市の中心を黒目川、落合川など豊かな清流が流れ、「落合川と南沢湧水群」は環境省の「平成の水百選」に都内で唯一選ばれました。その豊かな水をもとに生産される東久留米の野菜は味が良いと評判で、私も都内在住の友人から美味しかった!と聞くことがあります。主な生産品目は…農業産出額順で1、ほうれん草2、トマト3、小松菜4、枝豆5、日本なしと続きます。よく口にするもの、そして鮮度が大事なものが多い印象です。
篠宮さんの圃場は約1.7ha。都内でも比較的農地が残っている東久留米市でも、一戸当たり1ha未満の生産者さんが7割以上なので、篠宮さんの畑はずいぶんと広いですね。ご家族を中心に年間約20品目を生産しています。
枝豆、トウモロコシ、大根、ニンジン、トマト、ほうれん草、小松菜、キャベツ、里いも…。
私も収穫体験させてもらったことがありますが、ニンジンも「あやほまれ」や「アロマレッド」、大根は「味いちばん大根」など、その時期に適したより味のいい品種を選定して生産しているそう。日本野菜ソムリエ協会開催の品評会「野菜ソムリエサミット」でカブが表彰されたこともあります。
「ひとしの野菜」として似顔絵のついたパッケージで包み、主にJAの直売所やスーパーの産直コーナー、自宅の庭先販売などを行っています。
篠宮さんに「農業で一番苦労されていることは?」とお尋ねしたら、「やっぱり天候だね!」とのお返事でした。多品目、多品種を植え、収穫時期を少しずつずらしスケジュールを立てていますが、相手が自然なのでうまくいかないことも多いそう。近年は異常気象の影響もあり不安定で、例えば、去年の9月は長雨により種まきが遅くなり、今年の8月も雨が続いたことでナスやきゅうりに影響がありました。東京も地方もやはり安定した天候がとても大事なんですね。

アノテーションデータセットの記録
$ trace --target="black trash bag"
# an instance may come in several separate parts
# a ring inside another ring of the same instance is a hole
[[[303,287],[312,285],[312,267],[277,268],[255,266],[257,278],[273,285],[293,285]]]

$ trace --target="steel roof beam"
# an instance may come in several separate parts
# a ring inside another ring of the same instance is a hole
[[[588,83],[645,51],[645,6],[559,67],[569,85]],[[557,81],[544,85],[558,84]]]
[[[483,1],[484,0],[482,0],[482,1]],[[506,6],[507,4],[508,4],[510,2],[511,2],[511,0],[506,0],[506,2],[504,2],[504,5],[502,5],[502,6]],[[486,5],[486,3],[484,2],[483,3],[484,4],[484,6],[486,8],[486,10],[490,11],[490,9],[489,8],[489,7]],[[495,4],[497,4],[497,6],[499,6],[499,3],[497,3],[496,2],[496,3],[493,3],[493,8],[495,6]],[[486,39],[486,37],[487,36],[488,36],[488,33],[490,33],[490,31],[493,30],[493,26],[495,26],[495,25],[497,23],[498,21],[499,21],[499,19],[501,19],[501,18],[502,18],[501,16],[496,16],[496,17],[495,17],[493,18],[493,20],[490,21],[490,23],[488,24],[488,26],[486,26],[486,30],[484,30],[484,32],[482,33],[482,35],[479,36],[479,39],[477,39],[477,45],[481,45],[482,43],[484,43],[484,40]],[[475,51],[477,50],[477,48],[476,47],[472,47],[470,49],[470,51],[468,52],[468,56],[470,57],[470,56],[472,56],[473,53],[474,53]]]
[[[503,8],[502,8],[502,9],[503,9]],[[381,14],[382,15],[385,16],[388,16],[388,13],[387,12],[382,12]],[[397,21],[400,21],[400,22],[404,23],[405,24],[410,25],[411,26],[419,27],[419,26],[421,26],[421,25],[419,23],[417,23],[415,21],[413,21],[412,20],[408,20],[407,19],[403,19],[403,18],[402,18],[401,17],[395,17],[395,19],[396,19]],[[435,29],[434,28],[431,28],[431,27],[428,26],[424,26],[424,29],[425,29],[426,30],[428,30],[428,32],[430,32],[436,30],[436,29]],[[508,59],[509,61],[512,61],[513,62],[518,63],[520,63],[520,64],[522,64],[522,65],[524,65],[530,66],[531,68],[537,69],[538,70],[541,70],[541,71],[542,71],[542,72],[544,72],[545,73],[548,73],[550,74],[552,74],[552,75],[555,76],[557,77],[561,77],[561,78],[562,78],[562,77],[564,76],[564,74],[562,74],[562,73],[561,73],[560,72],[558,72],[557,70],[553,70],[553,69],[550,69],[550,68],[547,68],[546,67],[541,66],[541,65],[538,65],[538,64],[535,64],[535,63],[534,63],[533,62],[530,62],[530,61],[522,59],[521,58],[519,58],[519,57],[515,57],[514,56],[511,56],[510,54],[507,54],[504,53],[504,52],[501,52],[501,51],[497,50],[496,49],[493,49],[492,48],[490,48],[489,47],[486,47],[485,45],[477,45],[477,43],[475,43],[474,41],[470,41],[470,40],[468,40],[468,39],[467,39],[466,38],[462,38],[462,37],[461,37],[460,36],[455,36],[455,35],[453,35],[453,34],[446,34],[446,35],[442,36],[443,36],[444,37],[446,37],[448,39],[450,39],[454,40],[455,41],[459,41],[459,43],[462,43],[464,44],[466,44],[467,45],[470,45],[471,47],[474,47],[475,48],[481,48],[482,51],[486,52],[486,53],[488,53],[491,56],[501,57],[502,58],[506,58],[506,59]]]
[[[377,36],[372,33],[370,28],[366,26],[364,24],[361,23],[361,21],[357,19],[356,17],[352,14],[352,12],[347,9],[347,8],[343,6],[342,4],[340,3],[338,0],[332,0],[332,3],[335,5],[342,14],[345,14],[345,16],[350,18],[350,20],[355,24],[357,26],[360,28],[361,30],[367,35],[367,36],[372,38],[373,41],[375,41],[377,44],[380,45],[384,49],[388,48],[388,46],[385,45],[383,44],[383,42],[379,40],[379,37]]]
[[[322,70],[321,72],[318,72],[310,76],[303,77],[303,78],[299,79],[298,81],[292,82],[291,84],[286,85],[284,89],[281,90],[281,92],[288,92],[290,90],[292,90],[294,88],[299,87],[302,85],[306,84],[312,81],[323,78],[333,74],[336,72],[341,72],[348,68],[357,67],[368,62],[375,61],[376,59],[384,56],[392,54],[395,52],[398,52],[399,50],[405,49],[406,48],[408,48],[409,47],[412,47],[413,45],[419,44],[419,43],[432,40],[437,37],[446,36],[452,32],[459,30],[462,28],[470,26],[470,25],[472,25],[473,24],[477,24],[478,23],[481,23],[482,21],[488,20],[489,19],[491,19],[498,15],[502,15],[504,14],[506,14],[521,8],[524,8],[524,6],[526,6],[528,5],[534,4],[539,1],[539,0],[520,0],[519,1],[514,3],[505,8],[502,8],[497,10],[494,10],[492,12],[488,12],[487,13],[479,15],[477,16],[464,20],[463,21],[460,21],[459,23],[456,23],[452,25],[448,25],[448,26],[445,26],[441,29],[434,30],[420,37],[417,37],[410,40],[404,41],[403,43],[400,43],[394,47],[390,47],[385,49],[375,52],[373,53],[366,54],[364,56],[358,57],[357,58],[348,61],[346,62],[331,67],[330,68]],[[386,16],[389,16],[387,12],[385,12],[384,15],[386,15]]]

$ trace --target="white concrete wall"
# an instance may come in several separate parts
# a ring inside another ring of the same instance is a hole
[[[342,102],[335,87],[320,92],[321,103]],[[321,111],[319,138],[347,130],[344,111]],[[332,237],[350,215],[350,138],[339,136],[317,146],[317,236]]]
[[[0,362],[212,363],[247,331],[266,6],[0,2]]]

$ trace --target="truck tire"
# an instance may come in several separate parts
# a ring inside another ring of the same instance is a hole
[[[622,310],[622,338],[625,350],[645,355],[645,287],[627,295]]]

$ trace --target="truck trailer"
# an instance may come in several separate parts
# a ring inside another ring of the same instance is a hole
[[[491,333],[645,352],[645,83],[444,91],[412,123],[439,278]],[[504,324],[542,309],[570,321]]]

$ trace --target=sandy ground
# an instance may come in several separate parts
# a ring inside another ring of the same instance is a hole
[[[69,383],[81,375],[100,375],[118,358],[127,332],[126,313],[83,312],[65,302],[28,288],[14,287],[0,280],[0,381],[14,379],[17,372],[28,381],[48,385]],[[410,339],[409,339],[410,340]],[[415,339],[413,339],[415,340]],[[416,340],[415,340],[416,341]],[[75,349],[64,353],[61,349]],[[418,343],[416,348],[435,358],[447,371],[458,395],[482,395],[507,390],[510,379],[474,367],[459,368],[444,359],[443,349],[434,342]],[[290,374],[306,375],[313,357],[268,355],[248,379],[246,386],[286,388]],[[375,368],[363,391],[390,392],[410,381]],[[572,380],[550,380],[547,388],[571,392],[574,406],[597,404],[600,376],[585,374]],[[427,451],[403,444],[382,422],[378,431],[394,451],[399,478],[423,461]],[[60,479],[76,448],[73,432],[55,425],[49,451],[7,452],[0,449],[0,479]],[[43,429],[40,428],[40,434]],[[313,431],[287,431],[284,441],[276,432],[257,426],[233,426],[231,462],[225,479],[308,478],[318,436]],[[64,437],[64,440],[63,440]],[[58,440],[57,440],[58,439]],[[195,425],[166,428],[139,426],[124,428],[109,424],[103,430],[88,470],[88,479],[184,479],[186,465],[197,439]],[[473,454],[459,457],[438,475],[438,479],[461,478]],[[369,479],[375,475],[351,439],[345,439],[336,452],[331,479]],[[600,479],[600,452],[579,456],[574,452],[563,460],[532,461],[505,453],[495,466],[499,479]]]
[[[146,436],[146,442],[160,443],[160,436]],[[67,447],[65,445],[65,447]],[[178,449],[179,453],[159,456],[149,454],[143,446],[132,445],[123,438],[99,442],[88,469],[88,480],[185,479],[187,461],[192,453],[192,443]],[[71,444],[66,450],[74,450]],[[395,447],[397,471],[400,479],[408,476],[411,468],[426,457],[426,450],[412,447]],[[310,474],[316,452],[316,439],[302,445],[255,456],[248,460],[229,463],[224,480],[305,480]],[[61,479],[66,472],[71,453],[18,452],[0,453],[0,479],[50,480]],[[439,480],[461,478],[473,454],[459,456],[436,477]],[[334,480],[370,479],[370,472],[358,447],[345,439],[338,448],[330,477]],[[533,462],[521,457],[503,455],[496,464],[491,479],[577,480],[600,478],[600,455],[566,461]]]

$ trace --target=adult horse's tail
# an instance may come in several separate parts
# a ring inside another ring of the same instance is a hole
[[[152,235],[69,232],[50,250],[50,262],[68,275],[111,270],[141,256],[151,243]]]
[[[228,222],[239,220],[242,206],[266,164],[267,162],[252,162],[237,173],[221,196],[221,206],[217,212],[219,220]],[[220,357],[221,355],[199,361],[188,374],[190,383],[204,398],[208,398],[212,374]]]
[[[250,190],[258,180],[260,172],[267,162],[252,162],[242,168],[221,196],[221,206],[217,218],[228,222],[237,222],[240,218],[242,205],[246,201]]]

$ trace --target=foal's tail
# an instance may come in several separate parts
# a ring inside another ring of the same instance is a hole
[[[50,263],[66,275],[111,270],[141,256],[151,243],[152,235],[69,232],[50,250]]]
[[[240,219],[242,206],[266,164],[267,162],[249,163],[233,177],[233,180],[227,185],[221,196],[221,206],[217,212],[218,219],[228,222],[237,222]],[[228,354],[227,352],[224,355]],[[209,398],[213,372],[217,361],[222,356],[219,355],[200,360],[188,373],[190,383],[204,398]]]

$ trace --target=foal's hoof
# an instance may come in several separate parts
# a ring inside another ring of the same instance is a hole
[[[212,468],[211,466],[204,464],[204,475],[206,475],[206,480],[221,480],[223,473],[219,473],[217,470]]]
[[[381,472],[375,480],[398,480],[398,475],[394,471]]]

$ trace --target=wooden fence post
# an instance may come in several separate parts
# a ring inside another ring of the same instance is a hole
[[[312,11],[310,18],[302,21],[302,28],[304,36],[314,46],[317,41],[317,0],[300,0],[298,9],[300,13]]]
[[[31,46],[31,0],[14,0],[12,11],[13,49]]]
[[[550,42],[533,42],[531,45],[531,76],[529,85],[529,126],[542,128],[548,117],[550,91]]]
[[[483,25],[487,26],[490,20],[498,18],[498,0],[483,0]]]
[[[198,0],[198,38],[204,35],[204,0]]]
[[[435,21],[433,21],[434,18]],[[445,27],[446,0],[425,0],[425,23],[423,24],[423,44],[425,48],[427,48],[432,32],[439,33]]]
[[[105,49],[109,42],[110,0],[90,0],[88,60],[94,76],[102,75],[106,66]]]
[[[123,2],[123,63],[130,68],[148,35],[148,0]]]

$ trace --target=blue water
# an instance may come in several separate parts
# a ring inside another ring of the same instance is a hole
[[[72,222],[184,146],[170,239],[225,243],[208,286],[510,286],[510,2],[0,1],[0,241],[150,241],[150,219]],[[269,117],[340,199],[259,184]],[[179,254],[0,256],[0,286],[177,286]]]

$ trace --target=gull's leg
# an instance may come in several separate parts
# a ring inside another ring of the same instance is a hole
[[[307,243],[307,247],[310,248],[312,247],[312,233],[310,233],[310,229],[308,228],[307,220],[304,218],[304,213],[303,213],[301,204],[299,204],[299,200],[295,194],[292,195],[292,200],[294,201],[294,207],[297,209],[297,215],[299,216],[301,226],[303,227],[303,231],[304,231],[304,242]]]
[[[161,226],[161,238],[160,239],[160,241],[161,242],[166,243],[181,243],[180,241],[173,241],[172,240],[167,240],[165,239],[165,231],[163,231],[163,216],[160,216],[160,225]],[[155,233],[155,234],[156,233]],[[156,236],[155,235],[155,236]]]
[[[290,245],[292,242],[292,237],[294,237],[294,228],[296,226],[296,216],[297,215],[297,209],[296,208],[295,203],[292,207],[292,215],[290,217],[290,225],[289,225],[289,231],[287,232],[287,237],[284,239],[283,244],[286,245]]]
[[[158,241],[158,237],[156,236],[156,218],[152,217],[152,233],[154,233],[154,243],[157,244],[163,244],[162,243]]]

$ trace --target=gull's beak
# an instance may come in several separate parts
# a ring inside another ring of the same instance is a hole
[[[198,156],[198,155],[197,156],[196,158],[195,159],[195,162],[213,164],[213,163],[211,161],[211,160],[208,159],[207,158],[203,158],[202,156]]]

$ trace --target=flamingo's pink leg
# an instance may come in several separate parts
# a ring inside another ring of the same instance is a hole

**小課題 1**
東久留米の野菜を扱った本文から、「篠宮さんの圃場は約1.7ha」を含む語句で始まり「が表彰されたこともあります。」で終わる部分を、一字一句違えずに打ち直してください。
**小課題 2**
記録のうち、「trace --target=gull's leg」を含む行から記録の最終行までを、両端の行も含めて、一字一句違えずに繰り返してください。
本文と記録は、互いに関連のない別個のものです。

**正答 1**
篠宮さんの圃場は約1.7ha。都内でも比較的農地が残っている東久留米市でも、一戸当たり1ha未満の生産者さんが7割以上なので、篠宮さんの畑はずいぶんと広いですね。ご家族を中心に年間約20品目を生産しています。
枝豆、トウモロコシ、大根、ニンジン、トマト、ほうれん草、小松菜、キャベツ、里いも…。
私も収穫体験させてもらったことがありますが、ニンジンも「あやほまれ」や「アロマレッド」、大根は「味いちばん大根」など、その時期に適したより味のいい品種を選定して生産しているそう。日本野菜ソムリエ協会開催の品評会「野菜ソムリエサミット」でカブが表彰されたこともあります。

**正答 2**
$ trace --target=gull's leg
# an instance may come in several separate parts
# a ring inside another ring of the same instance is a hole
[[[307,243],[307,247],[310,248],[312,247],[312,233],[310,233],[310,229],[308,228],[307,220],[304,218],[304,213],[303,213],[301,204],[299,204],[299,200],[295,194],[292,195],[292,200],[294,201],[294,207],[297,209],[297,215],[299,216],[301,226],[303,227],[303,231],[304,231],[304,242]]]
[[[161,226],[161,238],[160,239],[160,241],[161,242],[166,243],[181,243],[180,241],[173,241],[172,240],[167,240],[165,239],[165,231],[163,231],[163,216],[160,216],[160,225]],[[155,233],[155,234],[156,233]],[[156,236],[155,235],[155,236]]]
[[[290,245],[292,242],[292,237],[294,237],[294,228],[296,226],[296,216],[297,215],[297,209],[296,208],[295,203],[292,207],[292,215],[290,217],[290,225],[289,225],[289,231],[287,232],[287,237],[284,239],[283,244],[286,245]]]
[[[158,241],[158,237],[156,236],[156,218],[152,217],[152,233],[154,233],[154,243],[157,244],[163,244],[162,243]]]

$ trace --target=gull's beak
# an instance may come in several separate parts
# a ring inside another ring of the same instance is a hole
[[[198,156],[198,155],[197,156],[196,158],[195,159],[195,162],[213,164],[213,163],[211,161],[211,160],[208,159],[207,158],[203,158],[202,156]]]

$ trace --target=flamingo's pink leg
# an instance may come in several separate parts
# a ring inside another ring of the same instance is a hole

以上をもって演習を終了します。